→ **PASSAGE FOURNI**:
◇ ◇ ◇ ◇ ◇

Réalisé par Claudio Caligari. Italie. Drame. 1h40 (Sortie le 11 mai 2016). Avec Luca Marinelli, Alessandro Borgh, Silvia D'Amico, Roberta Mattei, Alessandro Bernardini, Valentino Campitelli, Danilo Cappanelli et Manuel Rulli.
Par une curieuse ironie du sort, "Mauvaise Graine" ("Non essere cattivo3) de Claudio Caligari sortira alors que débutera le Festival de Cannes. On aurait aimé qu'il bénéficie d'une plus belle fenêtre d'exposition, surtout pour qu'on puisse parler de son réalisateur, décédé après le tournage, en mai 2015.

◇ ◇ ◇ ◇ ◇

→ **ÉNONCÉ**:
Recopiez intégralement, sans aucune modification, le passage consacré au film « Mauvaise Graine ». Les lignes ci-après proviennent d'une source distincte.

◇ ◇ ◇ ◇ ◇

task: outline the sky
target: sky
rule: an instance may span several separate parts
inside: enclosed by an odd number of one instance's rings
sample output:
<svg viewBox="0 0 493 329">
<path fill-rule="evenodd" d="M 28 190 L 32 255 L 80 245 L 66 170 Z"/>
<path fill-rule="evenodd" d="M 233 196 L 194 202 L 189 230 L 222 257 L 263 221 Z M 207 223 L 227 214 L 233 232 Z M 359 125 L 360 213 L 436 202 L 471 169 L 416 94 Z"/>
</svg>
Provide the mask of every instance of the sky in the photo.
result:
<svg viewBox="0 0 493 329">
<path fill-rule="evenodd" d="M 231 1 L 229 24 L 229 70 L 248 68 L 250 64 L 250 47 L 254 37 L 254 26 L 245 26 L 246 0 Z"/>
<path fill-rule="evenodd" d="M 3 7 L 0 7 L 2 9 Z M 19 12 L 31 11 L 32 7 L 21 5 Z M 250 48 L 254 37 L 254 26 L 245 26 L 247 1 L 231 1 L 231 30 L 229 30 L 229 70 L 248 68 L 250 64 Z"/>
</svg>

◇ ◇ ◇ ◇ ◇

→ **RÉPONSE ATTENDUE**:
Réalisé par Claudio Caligari. Italie. Drame. 1h40 (Sortie le 11 mai 2016). Avec Luca Marinelli, Alessandro Borgh, Silvia D'Amico, Roberta Mattei, Alessandro Bernardini, Valentino Campitelli, Danilo Cappanelli et Manuel Rulli.
Par une curieuse ironie du sort, "Mauvaise Graine" ("Non essere cattivo3) de Claudio Caligari sortira alors que débutera le Festival de Cannes. On aurait aimé qu'il bénéficie d'une plus belle fenêtre d'exposition, surtout pour qu'on puisse parler de son réalisateur, décédé après le tournage, en mai 2015.